| Stated goal A |
According to the inheritance tax page, at what rate is the excess over £325,000 potentially taxed?

━━━ Page excerpt

Tel: 01483 211800 / 07973 714040    Fax: 01483 479441
Indepent Financial Advisor Surrey

Inheritance Tax


Inheritance tax is set to become an increasing concern

At the moment, inheritance tax applies to any estates worth more than £325,000 and the excess is potentially taxed at 40 per cent. As well as the house this includes items such as cars, bank accounts, businesses owned, jewellery and collectibles.

Recent studies have recorded a rise in the number of people affected by inheritance tax and predicted further increases in the future. A recent report by Scottish Widows revealed that around one in three estates are liable for the tax, with the average household wealth at £258,000.

It also said 2.8 million people in the UK are now liable for inheritance tax through the value of their home alone.

Recently, analysts from Grant Thornton and Lombard Street Research predicted that the number of people liable for inheritance tax would rise by 70 per cent in seven years, from two million in 2002 to 3.5 million in 2009.

━━━━━━

| Stated goal B |
Identify every line of the records that contains the word "plant" and copy each one in full, treating uppercase and lowercase as different.

━━━ Extracted records

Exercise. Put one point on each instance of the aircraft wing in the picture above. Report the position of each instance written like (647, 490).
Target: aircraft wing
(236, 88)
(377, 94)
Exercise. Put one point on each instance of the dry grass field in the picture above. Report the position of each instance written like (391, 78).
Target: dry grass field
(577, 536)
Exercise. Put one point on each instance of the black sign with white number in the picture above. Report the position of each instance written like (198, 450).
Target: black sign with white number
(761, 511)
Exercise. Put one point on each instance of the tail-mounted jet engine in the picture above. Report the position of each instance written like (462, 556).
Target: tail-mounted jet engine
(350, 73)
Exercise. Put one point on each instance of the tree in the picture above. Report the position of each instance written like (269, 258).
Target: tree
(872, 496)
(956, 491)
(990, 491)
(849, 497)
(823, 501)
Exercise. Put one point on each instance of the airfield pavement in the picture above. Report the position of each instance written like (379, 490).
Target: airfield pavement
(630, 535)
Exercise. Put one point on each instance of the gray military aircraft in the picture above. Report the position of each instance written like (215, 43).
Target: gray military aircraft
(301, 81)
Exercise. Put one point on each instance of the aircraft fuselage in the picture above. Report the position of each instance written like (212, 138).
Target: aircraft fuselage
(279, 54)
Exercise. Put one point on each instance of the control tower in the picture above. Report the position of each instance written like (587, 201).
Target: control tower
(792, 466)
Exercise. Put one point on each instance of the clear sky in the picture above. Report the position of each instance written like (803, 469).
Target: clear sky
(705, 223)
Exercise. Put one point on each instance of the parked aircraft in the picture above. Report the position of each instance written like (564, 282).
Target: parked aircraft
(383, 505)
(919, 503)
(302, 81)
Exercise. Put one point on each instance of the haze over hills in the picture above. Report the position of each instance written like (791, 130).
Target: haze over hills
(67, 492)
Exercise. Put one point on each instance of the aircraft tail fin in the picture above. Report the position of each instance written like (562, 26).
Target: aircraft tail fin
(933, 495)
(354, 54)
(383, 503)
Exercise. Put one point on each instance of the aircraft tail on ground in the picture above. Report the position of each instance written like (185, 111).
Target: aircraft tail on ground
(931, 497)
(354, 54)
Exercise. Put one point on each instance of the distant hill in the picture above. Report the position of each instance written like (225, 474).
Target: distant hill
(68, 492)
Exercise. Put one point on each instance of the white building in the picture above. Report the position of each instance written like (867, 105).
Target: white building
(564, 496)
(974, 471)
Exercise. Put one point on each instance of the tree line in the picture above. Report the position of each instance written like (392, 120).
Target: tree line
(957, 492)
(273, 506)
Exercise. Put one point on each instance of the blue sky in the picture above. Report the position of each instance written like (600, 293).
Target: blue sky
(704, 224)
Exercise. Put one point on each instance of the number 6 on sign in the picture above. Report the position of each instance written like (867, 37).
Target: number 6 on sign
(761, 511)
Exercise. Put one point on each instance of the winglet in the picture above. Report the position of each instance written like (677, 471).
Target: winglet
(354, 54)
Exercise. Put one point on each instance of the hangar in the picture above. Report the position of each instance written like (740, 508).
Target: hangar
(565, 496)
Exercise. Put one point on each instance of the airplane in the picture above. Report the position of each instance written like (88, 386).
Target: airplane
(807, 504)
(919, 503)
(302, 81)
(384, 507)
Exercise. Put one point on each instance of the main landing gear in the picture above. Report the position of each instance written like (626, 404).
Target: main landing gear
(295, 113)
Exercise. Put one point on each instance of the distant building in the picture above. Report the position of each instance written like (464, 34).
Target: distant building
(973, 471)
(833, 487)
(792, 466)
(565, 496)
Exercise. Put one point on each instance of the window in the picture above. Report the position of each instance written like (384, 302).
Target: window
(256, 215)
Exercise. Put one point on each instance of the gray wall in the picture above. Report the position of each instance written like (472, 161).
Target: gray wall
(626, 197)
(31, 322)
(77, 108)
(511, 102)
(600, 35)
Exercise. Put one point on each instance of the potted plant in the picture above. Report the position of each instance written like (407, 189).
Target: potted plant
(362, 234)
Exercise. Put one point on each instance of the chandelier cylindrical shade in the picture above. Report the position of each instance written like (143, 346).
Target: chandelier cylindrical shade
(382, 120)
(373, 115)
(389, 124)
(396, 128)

━━━━━━

| Task solution A |
At 40 per cent.

| Task solution B |
Exercise. Put one point on each instance of the potted plant in the picture above. Report the position of each instance written like (407, 189).
Target: potted plant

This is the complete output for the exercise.